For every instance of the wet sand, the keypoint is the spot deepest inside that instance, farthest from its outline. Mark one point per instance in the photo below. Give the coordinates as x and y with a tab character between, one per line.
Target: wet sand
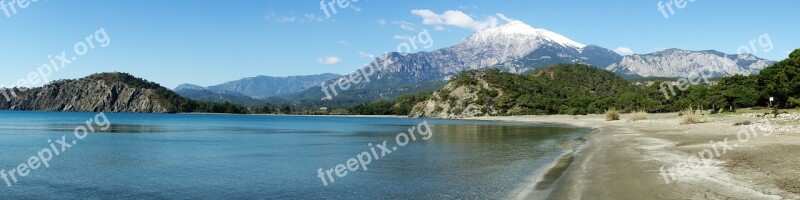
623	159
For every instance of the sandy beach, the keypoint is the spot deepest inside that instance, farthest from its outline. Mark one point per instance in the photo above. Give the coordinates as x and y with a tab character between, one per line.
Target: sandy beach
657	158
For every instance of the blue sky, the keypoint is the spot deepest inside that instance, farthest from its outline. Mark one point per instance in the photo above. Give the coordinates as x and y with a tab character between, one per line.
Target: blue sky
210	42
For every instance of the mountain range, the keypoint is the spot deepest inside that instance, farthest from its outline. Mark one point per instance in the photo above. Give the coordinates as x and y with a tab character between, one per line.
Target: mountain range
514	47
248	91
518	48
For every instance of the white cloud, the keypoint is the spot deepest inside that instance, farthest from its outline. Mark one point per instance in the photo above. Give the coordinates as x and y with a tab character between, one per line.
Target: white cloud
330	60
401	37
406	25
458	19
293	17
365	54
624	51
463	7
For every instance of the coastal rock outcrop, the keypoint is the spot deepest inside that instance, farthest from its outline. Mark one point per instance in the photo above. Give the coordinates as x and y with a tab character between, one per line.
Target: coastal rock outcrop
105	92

* * *

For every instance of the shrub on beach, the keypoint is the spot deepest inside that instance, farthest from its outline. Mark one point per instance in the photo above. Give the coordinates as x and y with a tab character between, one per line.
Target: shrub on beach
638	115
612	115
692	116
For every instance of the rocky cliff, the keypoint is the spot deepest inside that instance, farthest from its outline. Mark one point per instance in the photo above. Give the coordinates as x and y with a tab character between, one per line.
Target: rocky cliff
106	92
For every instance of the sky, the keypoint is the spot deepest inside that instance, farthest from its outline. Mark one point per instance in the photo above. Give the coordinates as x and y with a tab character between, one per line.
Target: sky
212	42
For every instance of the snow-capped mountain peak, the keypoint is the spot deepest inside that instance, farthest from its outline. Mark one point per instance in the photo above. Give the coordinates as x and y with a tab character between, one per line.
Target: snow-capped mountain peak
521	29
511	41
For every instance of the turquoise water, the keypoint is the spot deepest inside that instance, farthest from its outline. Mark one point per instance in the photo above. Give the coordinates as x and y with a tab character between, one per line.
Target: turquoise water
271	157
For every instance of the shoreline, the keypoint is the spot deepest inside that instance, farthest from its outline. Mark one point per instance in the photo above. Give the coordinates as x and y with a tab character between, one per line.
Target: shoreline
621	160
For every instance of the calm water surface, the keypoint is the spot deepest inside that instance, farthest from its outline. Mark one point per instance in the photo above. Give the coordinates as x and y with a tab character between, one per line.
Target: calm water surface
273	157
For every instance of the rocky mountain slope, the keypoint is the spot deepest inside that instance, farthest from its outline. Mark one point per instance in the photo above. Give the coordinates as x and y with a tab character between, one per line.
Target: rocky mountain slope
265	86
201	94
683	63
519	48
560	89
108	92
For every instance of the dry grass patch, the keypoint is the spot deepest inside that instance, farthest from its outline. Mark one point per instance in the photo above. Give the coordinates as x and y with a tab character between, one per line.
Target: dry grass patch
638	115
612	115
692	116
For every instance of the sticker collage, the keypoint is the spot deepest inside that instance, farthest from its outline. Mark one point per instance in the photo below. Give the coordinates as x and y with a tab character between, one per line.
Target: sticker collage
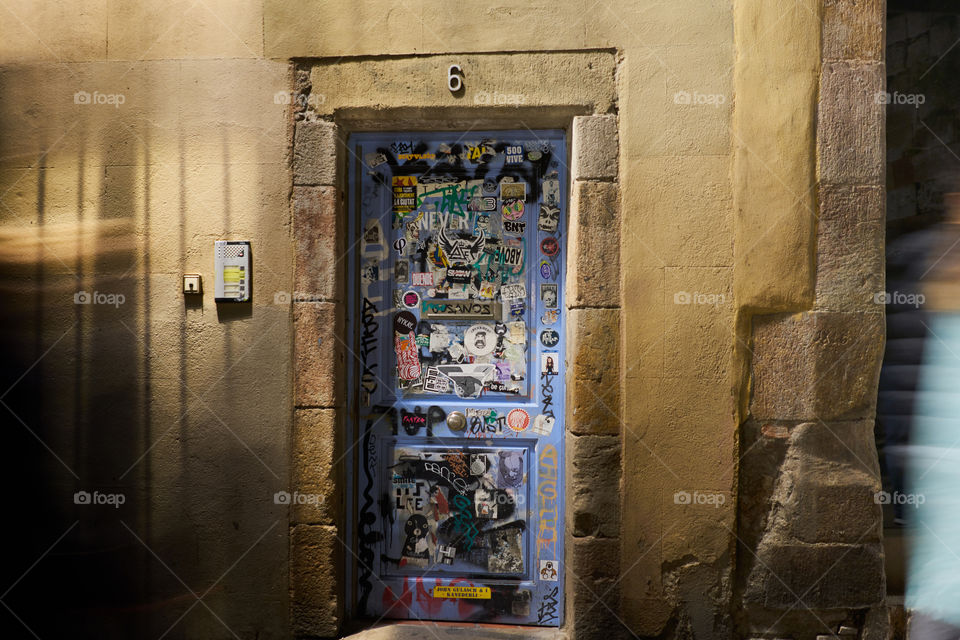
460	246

==

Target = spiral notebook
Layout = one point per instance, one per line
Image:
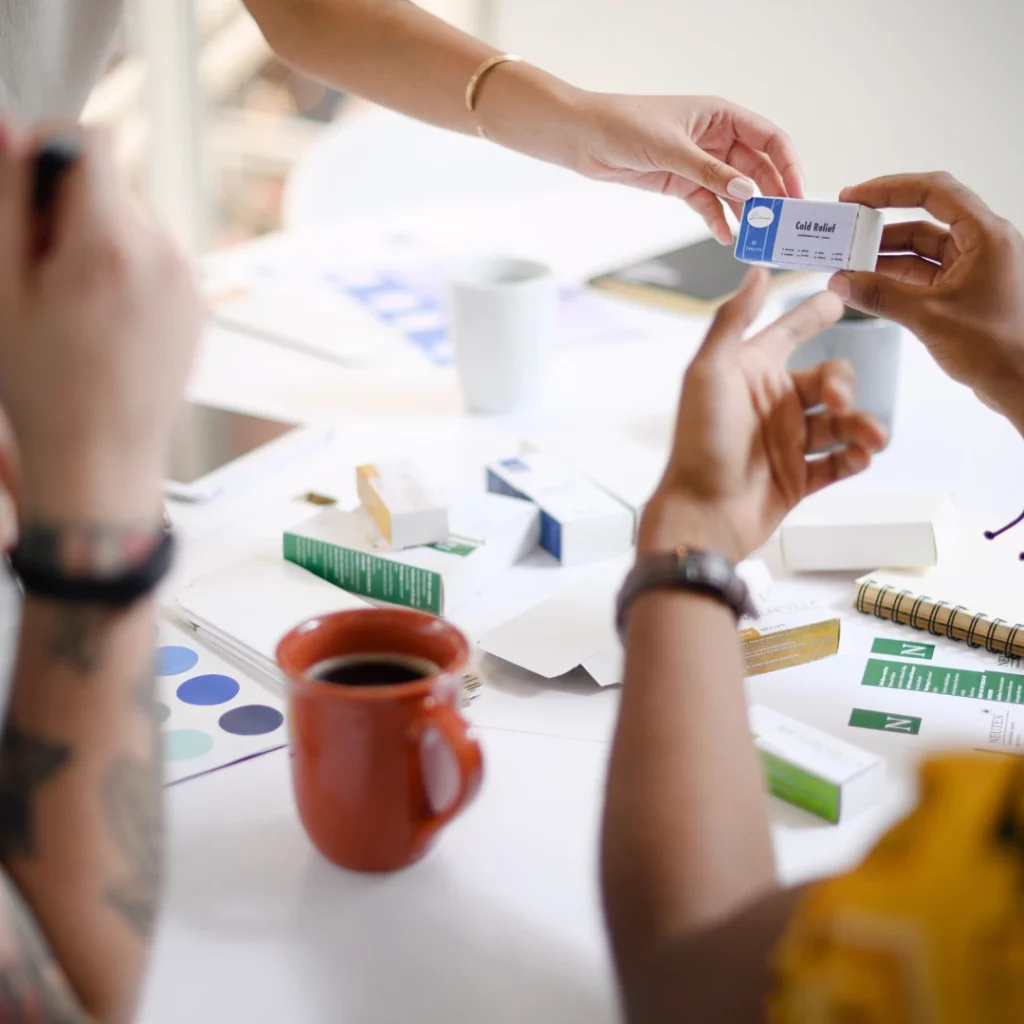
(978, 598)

About this task:
Reproduce exactly the entries above, limited to the lines from the one with "Target: snow-capped mountain peak" through the one with "For every instance of the rocky mountain", both included.

The answer:
Target: snow-capped mountain peak
521	29
511	41
For every instance of the turquoise water, the keypoint is the spot deepest inside that instance, farthest from its outline. Mark one point per instance in the photo above. Give the coordinates as x and y with a tab character between, one per line.
Target: turquoise water
271	157
For every instance of the shoreline, the keypoint is the spot deepest inside that instance, farthest from its outline. Mark one point per instance in the photo above. Give the coordinates as x and y with a tab character between, one per line.
Target: shoreline
621	160
For every instance of the calm water surface, the keypoint is the spot deepest inside that instance, farthest from its outline. Mark one point per instance in the photo above. Give the coordinates as x and y with a tab character between, one per line.
Target: calm water surface
273	157
For every instance of the rocky mountain slope, the keypoint is the spot deepest inside that instance, farthest from its outline. Mark one point per instance in the photo above. Give the coordinates as x and y with a tab character between, one per line.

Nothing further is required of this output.